Whenever a picture appears in the data, skip it and write out all other material exactly.

== Segment start ==

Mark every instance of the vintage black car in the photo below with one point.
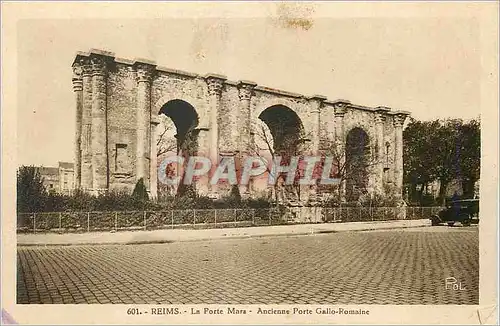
(465, 211)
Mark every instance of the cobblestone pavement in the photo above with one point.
(388, 267)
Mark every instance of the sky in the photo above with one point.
(428, 66)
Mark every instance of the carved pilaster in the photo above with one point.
(316, 135)
(380, 114)
(399, 119)
(100, 171)
(215, 84)
(340, 109)
(245, 93)
(86, 140)
(78, 88)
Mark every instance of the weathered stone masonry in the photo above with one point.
(117, 104)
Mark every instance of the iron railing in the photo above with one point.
(210, 218)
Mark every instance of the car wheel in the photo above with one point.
(465, 219)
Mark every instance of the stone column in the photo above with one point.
(399, 119)
(86, 140)
(245, 144)
(78, 89)
(143, 115)
(317, 104)
(340, 108)
(215, 84)
(100, 162)
(153, 174)
(379, 123)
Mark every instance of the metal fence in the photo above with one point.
(210, 218)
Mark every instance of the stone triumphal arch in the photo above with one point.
(119, 102)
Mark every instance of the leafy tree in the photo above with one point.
(441, 150)
(469, 145)
(31, 192)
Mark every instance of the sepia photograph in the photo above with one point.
(281, 164)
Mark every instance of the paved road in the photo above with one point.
(377, 267)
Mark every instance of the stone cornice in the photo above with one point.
(278, 92)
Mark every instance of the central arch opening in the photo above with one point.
(280, 133)
(284, 130)
(176, 135)
(357, 161)
(177, 129)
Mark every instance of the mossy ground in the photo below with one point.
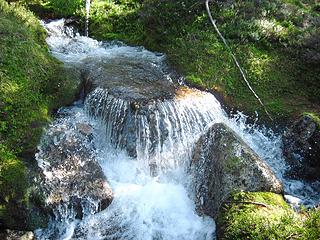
(276, 42)
(32, 84)
(243, 218)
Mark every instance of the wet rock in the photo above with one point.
(221, 164)
(72, 178)
(16, 235)
(301, 147)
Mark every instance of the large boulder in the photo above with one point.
(221, 164)
(301, 147)
(72, 177)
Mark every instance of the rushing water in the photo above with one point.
(144, 149)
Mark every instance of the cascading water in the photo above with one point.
(143, 139)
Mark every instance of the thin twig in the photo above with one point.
(235, 59)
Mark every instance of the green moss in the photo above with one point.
(32, 85)
(263, 215)
(32, 82)
(314, 116)
(12, 176)
(267, 37)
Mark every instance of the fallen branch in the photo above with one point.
(235, 60)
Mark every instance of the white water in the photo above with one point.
(150, 205)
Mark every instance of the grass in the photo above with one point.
(243, 220)
(269, 38)
(32, 85)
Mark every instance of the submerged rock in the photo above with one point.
(221, 164)
(72, 178)
(301, 147)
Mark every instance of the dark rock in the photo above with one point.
(16, 235)
(221, 164)
(301, 147)
(72, 177)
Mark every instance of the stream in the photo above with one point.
(142, 133)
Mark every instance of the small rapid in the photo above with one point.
(143, 144)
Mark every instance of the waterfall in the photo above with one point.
(144, 124)
(86, 27)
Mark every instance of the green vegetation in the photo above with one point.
(314, 116)
(262, 215)
(277, 43)
(32, 84)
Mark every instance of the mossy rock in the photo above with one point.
(222, 163)
(33, 84)
(265, 215)
(20, 204)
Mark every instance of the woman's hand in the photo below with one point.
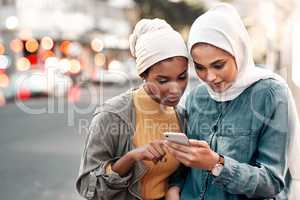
(198, 154)
(173, 193)
(153, 151)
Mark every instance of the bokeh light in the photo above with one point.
(11, 22)
(65, 46)
(16, 45)
(74, 66)
(64, 65)
(99, 59)
(47, 43)
(23, 64)
(31, 45)
(4, 80)
(4, 62)
(2, 49)
(46, 54)
(23, 94)
(97, 45)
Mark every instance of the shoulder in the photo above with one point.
(117, 110)
(270, 88)
(198, 92)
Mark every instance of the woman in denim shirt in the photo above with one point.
(238, 119)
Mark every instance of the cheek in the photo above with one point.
(201, 74)
(229, 74)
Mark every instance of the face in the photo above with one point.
(167, 80)
(214, 66)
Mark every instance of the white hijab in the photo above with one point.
(222, 27)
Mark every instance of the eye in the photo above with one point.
(219, 65)
(162, 81)
(199, 67)
(183, 76)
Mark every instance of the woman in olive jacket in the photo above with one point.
(124, 155)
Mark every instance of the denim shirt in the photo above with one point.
(251, 133)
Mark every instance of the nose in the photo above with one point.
(210, 76)
(174, 88)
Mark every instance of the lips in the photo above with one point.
(173, 99)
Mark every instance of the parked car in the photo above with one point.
(32, 83)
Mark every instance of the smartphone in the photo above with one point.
(179, 138)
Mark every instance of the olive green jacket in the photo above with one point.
(110, 137)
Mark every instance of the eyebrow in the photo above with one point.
(218, 61)
(213, 63)
(166, 77)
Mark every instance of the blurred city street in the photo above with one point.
(60, 59)
(40, 154)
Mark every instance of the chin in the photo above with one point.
(167, 103)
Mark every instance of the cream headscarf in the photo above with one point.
(222, 27)
(154, 40)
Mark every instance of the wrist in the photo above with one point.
(216, 158)
(217, 169)
(131, 156)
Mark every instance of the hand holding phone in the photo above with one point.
(179, 138)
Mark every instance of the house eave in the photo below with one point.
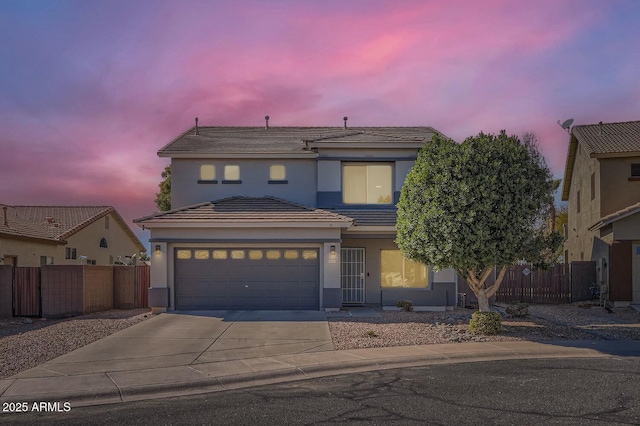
(32, 239)
(614, 154)
(368, 145)
(371, 229)
(211, 155)
(239, 224)
(568, 170)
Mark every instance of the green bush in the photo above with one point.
(406, 305)
(485, 323)
(518, 310)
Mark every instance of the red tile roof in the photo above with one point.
(55, 223)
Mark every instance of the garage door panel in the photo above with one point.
(265, 278)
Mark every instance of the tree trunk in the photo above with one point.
(483, 301)
(477, 285)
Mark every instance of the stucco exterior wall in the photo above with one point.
(579, 243)
(627, 228)
(440, 290)
(28, 253)
(301, 177)
(168, 240)
(87, 243)
(618, 191)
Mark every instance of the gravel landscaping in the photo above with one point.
(27, 343)
(544, 323)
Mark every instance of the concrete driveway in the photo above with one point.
(204, 340)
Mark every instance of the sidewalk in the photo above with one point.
(139, 383)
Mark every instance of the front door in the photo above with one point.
(635, 268)
(352, 275)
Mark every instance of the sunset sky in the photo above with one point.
(90, 90)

== Segment end ==

## Response area
Mark every instance of the vintage black car in the photo below with one point.
(465, 211)
Mark every instance of the cobblestone pavement in the photo above with one point.
(388, 267)
Mark every instance of the sky in the photo above with one point.
(428, 66)
Mark every instance of the carved pilaster in the photo above with one point.
(316, 135)
(380, 114)
(399, 119)
(100, 171)
(215, 84)
(340, 109)
(245, 93)
(86, 140)
(78, 88)
Mark every instance of the weathered stone masonry in the photo above with one point.
(117, 104)
Mark every instance of the iron railing in the photo above with one point.
(210, 218)
Mark every instance of the car wheel in the photo above with one point.
(465, 219)
Mark every instance of the stone column in the photo above with one point.
(399, 119)
(86, 140)
(245, 144)
(78, 89)
(143, 115)
(317, 104)
(340, 108)
(215, 84)
(100, 162)
(153, 174)
(379, 123)
Mark every instance of the metal fence in the photo above with one point.
(210, 218)
Mark every instance of the stone triumphal arch in the photo above with one point.
(119, 102)
Mark every instance of the leafy tree in the photo above with one point.
(441, 150)
(469, 145)
(31, 192)
Mark every instance of the sepia photograph in the photo above with one point.
(281, 164)
Mark every instance of the paved road in the photo above with one point.
(377, 267)
Mark every instance of the stone cornice in the photo above with one point.
(278, 92)
Mark every instance of the central arch opening in the photo above with one point.
(280, 133)
(284, 130)
(176, 135)
(357, 161)
(177, 129)
Mark every instance of the mossy ground in the photo below with one point.
(276, 42)
(32, 84)
(243, 218)
Mark every instance of the wet rock in the photo above with one point.
(221, 164)
(72, 178)
(16, 235)
(301, 147)
Mark every instance of the large boulder in the photo above with one point.
(221, 164)
(301, 147)
(72, 177)
Mark every instance of the rushing water in the photo above with one point.
(144, 149)
Mark every instance of the cascading water in the photo above with one point.
(143, 139)
Mark every instance of the thin twig in the photo above with one point.
(235, 59)
Mark every instance of the green moss in the photo above with one point.
(32, 85)
(263, 215)
(32, 82)
(314, 116)
(12, 176)
(267, 37)
Mark every instance of the fallen branch in the photo above with one point.
(235, 60)
Mark every instance of the white water in the photo above with one point.
(150, 205)
Mark every instance of the grass in the photo above with one point.
(243, 220)
(269, 38)
(32, 85)
Mark every instance of the submerged rock in the photo above with one point.
(221, 164)
(72, 178)
(301, 147)
Mark every instance of the dark rock in the photo above with one point.
(16, 235)
(221, 164)
(301, 147)
(72, 177)
Mark every instance of the stream in the photo above with one point.
(142, 133)
Mark every instance of the small rapid in the photo above with one point.
(143, 144)
Mark every instance of the waterfall in the photo above with one point.
(144, 124)
(86, 27)
Mark every instance of the green vegetation in the photo above with one point.
(314, 116)
(262, 215)
(277, 43)
(32, 84)
Mark every instance of the mossy rock in the photo above with one point.
(222, 163)
(33, 84)
(265, 215)
(20, 204)
Mark every instance of the woman's hand in the photo below with one point.
(198, 154)
(173, 193)
(153, 151)
Mark every instance of the bokeh light in the photo above with one point.
(11, 22)
(65, 46)
(16, 45)
(74, 66)
(64, 65)
(99, 59)
(47, 43)
(23, 64)
(31, 45)
(4, 80)
(4, 62)
(2, 49)
(46, 54)
(23, 94)
(97, 45)
Mark every instance of the shoulder in the photo above with one point.
(117, 110)
(270, 88)
(198, 92)
Mark every instance of the woman in denim shirt in the photo above with one point.
(238, 119)
Mark every instance of the cheek in the photo above with one point.
(201, 74)
(229, 74)
Mark every instance of the face in the photo above with one point.
(167, 80)
(214, 66)
Mark every instance of the white hijab in the photo above with one point.
(222, 27)
Mark every instance of the eye in the photo above with one point.
(219, 65)
(162, 81)
(199, 67)
(183, 76)
Mark every instance of the woman in olive jacket in the photo above with one point.
(124, 155)
Mark every instance of the denim shirt in the photo above with one point.
(251, 133)
Mark every instance of the nose in the photo above with one point.
(210, 76)
(174, 88)
Mark every instance of the lips in the photo above with one point.
(173, 99)
Mark every instance of the parked car in the photo above with one point.
(32, 83)
Mark every instance of the smartphone in the photo above with one point.
(179, 138)
Mark every instance of the olive green jacket in the photo above with one point.
(110, 137)
Mark every instance of the eyebrow in the photo above with one point.
(218, 61)
(213, 63)
(166, 77)
Mark every instance of the blurred city street in the photo above with one point.
(60, 59)
(40, 154)
Mark every instance of the chin in the photo above with one point.
(167, 103)
Mark every instance of the cream headscarf in the photo above with one point.
(222, 27)
(154, 40)
Mark every instance of the wrist in the photo above with one point.
(216, 158)
(217, 169)
(131, 156)
Mark every instance of the hand holding phone in the photo above with one point.
(179, 138)
Mark every instance of the house eave in the photo below with one point.
(32, 239)
(614, 154)
(368, 145)
(371, 229)
(211, 155)
(239, 224)
(568, 170)
Mark every instance of the green bush in the photo above with one point.
(406, 305)
(485, 323)
(518, 310)
Mark every instance of the red tile roof in the photo above with one point.
(55, 223)
Mark every instance of the garage door panel in the photo above with one point.
(265, 278)
Mark every instance of the tree trunk in the photo above with one point.
(483, 301)
(477, 285)
Mark every instance of the stucco exterior wall in the photo above with one point.
(579, 243)
(627, 228)
(440, 290)
(28, 253)
(301, 177)
(168, 240)
(87, 243)
(618, 191)
Mark every instance of the gravel landscaping in the photo above with one point.
(27, 343)
(544, 323)
Mark every instance of the concrete driveway in the photo above with one point.
(204, 340)
Mark every instance of the sidewalk in the photo above with one point.
(139, 383)
Mark every instance of the front door in the photo above with one point.
(635, 268)
(352, 275)
Mark every instance of the sunset sky in the photo above with one point.
(90, 90)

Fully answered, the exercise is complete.